PROVIDED TEXT:
++++++
Joliet Woman Feels Like She Has a New Set of Legs Following PAD Treatment at Silver Cross
Joliet resident Beverly Dixon, 63, says she feels like a woman half her age following treatment for peripheral artery disease at Silver Cross Hospital in New Lenox.
Beverly Dixon with Dr. Feraz Rahman, M.D., interventional radiologist on staff at Silver Cross Hospital, who treated her peripheral artery disease .
Dixon, who had been plagued with painful muscle cramps in her legs, especially when she walked or climbed stairs, was afraid the discomfort would eventually force her to leave her job working with disabled clients. That’s when she turned to her primary care doctor, Latha Arla-Polavarapu D.O., an internal medicine physician on the medical staff at Silver Cross Hospital last fall.
Dr. Arla consulted with an expert in vascular disease to see what therapies might help her patient with suspected peripheral artery disease (PAD).
Interventional radiologist Feraz Rahman M.D., a board-certified radiologist who completed a fellowship in vascular and interventional radiology, specializes in minimally invasive, targeted treatments.
“Silver Cross Hospital was among the first in the area to establish a dedicated clinic to provide the full range of diagnostic and therapeutic interventional radiology,” he explains. “The clinic-based
Interventional Radiology Program at Silver Cross Hospital uses minimally invasive interventions to treat a wide spectrum of diseases and conditions, including cancer, arterial disease, varicose veins, uterine fibroids, osteoporosis, prostate enlargement, and more.”
Through a tiny incision in the skin, interventional radiologists can deliver precise, targeted treatment to complex, painful and potentially life-threatening conditions. And because therapy is less invasive, these procedures involve less risk, less pain and less recovery time compared to open surgery.
Interventional radiology treatments are a well-accepted choice for many conditions and are especially appropriate for patients who are in frail health or who have already undergone numerous surgeries.
Drs. Arla and Rahman recognized Dixon, a former smoker with high blood pressure, had risk factors for peripheral artery disease.
The two collaborated to ensure Dixon’s medications were optimized to control risk factors such as high cholesterol, and then Dr. Rahman successfully treated the blockages in her legs, using minimally invasive techniques. These included an angiogram to locate the blockages; atherectomy to remove the plaque buildup; angioplasty, which uses a balloon to open up a narrow artery; and a stent to keep the artery open for improved blood flow.
++++++
DATA SUPPLIED:
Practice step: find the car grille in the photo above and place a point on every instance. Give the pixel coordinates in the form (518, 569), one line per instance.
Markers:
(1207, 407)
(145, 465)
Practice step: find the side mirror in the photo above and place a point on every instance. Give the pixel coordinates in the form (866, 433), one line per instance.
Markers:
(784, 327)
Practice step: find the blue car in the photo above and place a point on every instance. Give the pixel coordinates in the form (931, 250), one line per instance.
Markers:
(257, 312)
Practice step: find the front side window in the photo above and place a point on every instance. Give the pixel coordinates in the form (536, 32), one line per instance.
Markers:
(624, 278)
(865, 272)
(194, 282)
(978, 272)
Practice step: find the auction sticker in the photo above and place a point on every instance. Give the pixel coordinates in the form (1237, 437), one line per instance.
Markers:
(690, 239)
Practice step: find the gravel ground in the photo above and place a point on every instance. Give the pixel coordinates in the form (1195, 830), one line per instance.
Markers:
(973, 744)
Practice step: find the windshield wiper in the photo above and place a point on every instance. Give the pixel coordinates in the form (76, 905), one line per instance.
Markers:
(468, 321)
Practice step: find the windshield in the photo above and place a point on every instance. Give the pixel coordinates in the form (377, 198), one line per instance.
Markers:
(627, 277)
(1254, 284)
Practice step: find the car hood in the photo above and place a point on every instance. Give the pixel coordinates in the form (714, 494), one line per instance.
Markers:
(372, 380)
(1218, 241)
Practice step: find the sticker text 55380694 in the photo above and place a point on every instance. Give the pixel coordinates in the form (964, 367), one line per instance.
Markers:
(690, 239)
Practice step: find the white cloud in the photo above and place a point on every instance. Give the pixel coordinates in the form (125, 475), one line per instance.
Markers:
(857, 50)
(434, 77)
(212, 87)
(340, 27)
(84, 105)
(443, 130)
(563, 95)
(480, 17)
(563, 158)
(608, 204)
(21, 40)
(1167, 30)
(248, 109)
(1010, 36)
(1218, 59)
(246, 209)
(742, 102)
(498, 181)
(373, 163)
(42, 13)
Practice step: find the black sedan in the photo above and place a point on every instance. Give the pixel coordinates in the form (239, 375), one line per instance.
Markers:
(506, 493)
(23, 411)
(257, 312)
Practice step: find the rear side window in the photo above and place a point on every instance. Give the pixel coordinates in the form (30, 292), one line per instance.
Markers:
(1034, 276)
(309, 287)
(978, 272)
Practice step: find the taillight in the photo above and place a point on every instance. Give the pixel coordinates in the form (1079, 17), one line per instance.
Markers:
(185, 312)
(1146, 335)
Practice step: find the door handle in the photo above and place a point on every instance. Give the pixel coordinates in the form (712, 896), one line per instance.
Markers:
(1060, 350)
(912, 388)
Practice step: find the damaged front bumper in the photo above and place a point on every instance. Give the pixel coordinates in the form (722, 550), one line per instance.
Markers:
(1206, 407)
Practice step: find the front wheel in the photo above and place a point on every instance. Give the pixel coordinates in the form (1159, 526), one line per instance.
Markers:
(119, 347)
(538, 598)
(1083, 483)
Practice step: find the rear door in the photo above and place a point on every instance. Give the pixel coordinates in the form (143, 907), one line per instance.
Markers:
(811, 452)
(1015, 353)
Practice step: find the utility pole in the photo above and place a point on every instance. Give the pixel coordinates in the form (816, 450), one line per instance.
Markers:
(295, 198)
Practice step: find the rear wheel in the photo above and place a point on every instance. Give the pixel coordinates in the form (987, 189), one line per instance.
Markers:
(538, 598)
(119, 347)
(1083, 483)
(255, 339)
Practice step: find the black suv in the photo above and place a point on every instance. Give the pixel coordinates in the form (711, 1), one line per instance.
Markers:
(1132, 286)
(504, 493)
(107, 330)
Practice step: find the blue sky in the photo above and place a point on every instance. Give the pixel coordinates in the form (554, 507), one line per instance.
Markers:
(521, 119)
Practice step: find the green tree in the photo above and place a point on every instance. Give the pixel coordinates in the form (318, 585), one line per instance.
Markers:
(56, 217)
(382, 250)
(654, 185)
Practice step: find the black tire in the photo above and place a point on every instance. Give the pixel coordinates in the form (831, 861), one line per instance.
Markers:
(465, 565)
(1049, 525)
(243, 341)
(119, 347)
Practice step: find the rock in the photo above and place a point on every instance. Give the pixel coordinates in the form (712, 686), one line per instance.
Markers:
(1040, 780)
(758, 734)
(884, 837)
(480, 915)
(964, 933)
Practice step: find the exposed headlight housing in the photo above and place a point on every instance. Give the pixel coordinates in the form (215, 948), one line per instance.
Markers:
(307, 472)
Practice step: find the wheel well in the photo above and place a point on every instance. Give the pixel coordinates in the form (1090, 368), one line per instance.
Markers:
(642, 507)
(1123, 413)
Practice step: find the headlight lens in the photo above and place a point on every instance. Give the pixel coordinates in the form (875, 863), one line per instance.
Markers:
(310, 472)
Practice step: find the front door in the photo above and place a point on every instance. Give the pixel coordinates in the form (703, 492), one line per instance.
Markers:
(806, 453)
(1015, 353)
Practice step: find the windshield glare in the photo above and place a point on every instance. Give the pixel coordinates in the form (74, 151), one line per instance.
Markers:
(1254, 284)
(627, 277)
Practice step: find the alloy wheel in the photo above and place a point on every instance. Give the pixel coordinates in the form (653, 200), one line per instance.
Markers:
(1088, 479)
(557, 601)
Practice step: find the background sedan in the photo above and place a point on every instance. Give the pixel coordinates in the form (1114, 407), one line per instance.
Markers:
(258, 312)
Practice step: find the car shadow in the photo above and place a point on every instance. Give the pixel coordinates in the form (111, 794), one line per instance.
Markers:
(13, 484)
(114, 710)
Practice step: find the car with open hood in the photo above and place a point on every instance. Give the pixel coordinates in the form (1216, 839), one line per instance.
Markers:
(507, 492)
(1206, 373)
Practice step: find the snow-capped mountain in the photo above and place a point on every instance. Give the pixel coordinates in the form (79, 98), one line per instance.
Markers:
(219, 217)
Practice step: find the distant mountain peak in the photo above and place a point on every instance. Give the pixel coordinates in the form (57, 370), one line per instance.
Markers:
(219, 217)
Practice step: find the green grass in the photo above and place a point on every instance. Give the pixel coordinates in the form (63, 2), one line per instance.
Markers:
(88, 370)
++++++
WORK REQUIRED: In the Silver Cross article, start at the words "Interventional radiologist Feraz" and stop after "invasive, targeted treatments.". Write that passage out again, swapping "board-certified" for "licensed".

SOLUTION:
Interventional radiologist Feraz Rahman M.D., a licensed radiologist who completed a fellowship in vascular and interventional radiology, specializes in minimally invasive, targeted treatments.